* _WRITTEN PROBLEM_
Switch "single space" to "one space" in the records from their start to the line with "pixel 288 274", changing nothing else, and give those lines back.

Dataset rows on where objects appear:
━━━━━━

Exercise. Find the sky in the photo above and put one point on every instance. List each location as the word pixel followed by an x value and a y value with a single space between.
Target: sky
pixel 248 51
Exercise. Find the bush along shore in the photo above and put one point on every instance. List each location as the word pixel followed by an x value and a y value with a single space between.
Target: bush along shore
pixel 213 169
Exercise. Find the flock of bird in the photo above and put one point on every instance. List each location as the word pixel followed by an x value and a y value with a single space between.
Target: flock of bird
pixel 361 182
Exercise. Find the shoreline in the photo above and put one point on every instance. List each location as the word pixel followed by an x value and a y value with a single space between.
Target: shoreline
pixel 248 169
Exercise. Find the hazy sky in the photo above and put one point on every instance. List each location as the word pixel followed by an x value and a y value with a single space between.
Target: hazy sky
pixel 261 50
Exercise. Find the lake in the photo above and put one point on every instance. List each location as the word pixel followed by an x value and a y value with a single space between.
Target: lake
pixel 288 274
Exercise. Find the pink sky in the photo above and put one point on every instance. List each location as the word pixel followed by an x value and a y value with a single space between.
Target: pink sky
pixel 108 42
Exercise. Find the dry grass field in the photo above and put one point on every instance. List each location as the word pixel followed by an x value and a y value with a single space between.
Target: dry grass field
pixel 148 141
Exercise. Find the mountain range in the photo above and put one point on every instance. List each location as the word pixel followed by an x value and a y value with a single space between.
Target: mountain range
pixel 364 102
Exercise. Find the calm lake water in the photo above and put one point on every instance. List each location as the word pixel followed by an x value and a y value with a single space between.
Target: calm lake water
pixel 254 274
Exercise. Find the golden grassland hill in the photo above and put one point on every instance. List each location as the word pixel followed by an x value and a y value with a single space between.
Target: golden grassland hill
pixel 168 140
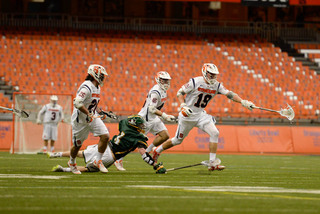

━━━━━━

* _ANSWER TO THE PROBLEM_
Exercise. Find the sky in the photo above and put one point on every instance. List each location as the word pixel followed by an x value and a y value with a one space between.
Target: sky
pixel 248 51
Exercise. Find the bush along shore in the photo above and put one point on every instance. List each location as the word pixel followed by an x value and a y value with a one space between.
Target: bush along shore
pixel 213 169
Exercise. Find the flock of bird in the photo above and put one point on every instance. List each location as the word pixel followed by an x value and a y value with a one space between.
Target: flock of bird
pixel 361 182
Exercise. Find the shoreline in the photo above and put one point on every instance. List each location as the word pixel followed by an x value and a y value with a one space between.
Target: shoreline
pixel 248 169
Exercise. Find the hazy sky in the photo above and put one point on every instance. List each location as the word pixel followed by an x value and a y value with a one space between.
Target: hazy sky
pixel 261 50
Exercise. Find the lake in the photo above and put one point on every instance. List each location as the word pixel followed by an x value and a y value with a one space between.
Target: lake
pixel 288 274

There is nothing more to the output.